▶ _Alıntı metin_

Dün başlayan ve bugün sona eren 'Yapı Malzemeleri Yönetmeliği ve CE' konulu eğitime, Komisyonda devam eden revizyon sürecinin birebir içinde yer alan Avrupa Teknik Onaylar Topluluğu(EOTA) Başkanı ve Almanya Yapı Teknolojileri Enstitüsü(DIBt) Başkan Yardımcısı Hans-Joachim Seyfert ile Avrupa İnşaat Malzemesi Üreticileri Konseyi(CEPMC) Teknik Müdürü Pascal Bar eğitimci olarak katıldı.

▶ _Kısa görev A_
Aşağıdaki listede "chevrolet" kelimesini içeren her satırı bulup kopyalar mısınız?

▶ _Konum etiketleme listesi_
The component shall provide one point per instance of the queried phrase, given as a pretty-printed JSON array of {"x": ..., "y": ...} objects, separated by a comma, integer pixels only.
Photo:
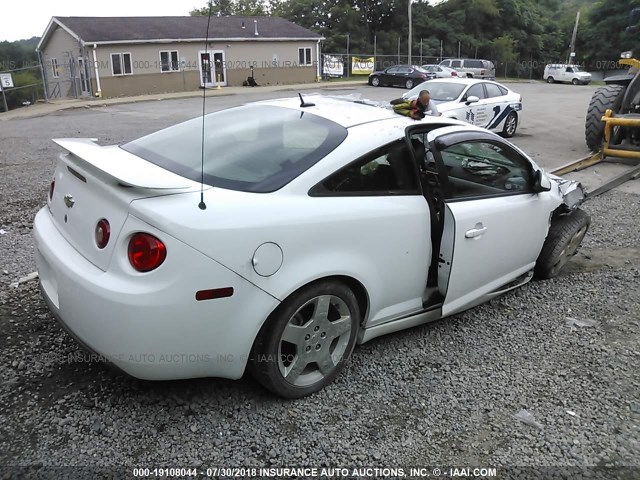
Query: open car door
[{"x": 493, "y": 224}]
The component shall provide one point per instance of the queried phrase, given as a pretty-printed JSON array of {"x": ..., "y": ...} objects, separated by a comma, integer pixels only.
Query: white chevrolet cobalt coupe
[{"x": 303, "y": 229}]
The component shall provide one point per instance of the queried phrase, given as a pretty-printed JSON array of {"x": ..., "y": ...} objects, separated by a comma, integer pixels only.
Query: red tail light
[
  {"x": 103, "y": 232},
  {"x": 146, "y": 252}
]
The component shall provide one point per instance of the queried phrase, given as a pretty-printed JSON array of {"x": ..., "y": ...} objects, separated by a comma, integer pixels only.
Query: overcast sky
[{"x": 26, "y": 19}]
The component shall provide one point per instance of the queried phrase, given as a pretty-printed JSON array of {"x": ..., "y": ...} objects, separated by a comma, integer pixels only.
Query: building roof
[{"x": 104, "y": 30}]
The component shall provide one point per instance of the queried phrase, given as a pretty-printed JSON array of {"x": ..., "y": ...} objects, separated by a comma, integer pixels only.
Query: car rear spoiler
[{"x": 128, "y": 169}]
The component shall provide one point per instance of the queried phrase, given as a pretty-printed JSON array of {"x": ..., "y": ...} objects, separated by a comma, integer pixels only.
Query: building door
[
  {"x": 213, "y": 70},
  {"x": 85, "y": 79}
]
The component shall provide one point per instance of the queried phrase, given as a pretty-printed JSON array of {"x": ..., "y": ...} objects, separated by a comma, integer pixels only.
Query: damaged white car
[{"x": 305, "y": 228}]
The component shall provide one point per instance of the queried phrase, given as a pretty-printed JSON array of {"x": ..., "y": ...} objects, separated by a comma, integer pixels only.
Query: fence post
[
  {"x": 4, "y": 99},
  {"x": 45, "y": 86}
]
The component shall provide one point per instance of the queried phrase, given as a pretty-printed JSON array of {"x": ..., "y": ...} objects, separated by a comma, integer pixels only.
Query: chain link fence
[{"x": 27, "y": 89}]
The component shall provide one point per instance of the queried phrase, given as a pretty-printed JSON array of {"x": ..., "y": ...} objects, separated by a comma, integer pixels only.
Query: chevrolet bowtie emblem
[{"x": 68, "y": 200}]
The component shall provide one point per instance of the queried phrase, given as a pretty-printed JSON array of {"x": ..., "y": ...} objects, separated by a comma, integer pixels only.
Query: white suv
[{"x": 566, "y": 73}]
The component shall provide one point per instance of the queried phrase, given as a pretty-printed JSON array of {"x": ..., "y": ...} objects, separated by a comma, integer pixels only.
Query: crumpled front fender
[{"x": 571, "y": 192}]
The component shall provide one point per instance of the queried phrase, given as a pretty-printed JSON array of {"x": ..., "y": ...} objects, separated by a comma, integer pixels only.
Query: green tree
[{"x": 605, "y": 35}]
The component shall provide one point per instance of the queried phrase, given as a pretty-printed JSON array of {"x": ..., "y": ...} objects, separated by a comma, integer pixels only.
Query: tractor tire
[{"x": 605, "y": 98}]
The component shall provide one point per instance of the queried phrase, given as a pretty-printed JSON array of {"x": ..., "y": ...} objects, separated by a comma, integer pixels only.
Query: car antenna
[
  {"x": 305, "y": 104},
  {"x": 202, "y": 205}
]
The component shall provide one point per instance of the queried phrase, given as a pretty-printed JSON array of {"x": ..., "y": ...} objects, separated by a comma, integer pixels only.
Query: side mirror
[{"x": 540, "y": 184}]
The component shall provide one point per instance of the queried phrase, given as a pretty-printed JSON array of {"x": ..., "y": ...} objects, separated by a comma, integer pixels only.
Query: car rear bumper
[{"x": 150, "y": 325}]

▶ _Kısa görev B_
Yukarıdaki alıntı metne göre şu soruları yanıtlar mısınız?
(i) Eğitimin konusu neydi?
(ii) Hans-Joachim Seyfert hangi iki görevde bulunuyor?
(iii) Pascal Bar hangi kuruluşta hangi görevi yürütüyor?

▶ _Yazılı yanıt A_
Query: white chevrolet cobalt coupe
Query: chevrolet bowtie emblem

▶ _Yazılı yanıt B_
(i) Eğitimin konusu "Yapı Malzemeleri Yönetmeliği ve CE" idi.
(ii) Avrupa Teknik Onaylar Topluluğu (EOTA) Başkanı ve Almanya Yapı Teknolojileri Enstitüsü (DIBt) Başkan Yardımcısıdır.
(iii) Avrupa İnşaat Malzemesi Üreticileri Konseyi'nin (CEPMC) Teknik Müdürüdür.